__Exercise aim__: Could you reproduce each of the rows below word for word, leaving out the pictures?

__Data extract__:
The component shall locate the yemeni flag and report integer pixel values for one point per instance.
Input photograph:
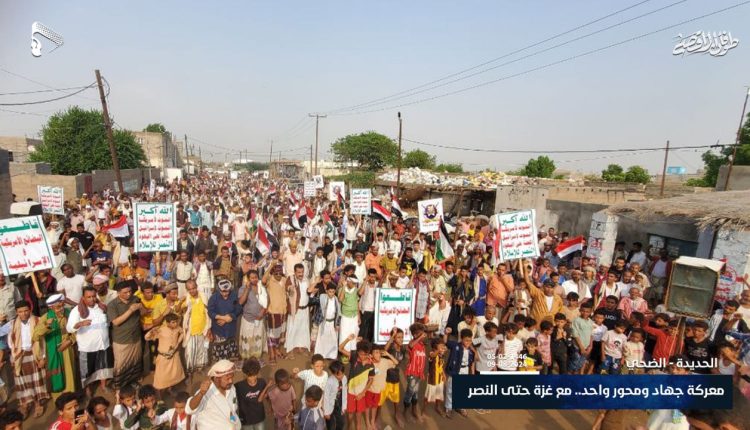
(262, 244)
(379, 210)
(329, 224)
(395, 207)
(443, 249)
(118, 228)
(570, 246)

__Written answer__:
The component shall locate the yemeni flag and report integer pixel values for one point per instance.
Input photograph:
(262, 244)
(379, 210)
(329, 224)
(395, 207)
(443, 249)
(118, 228)
(570, 246)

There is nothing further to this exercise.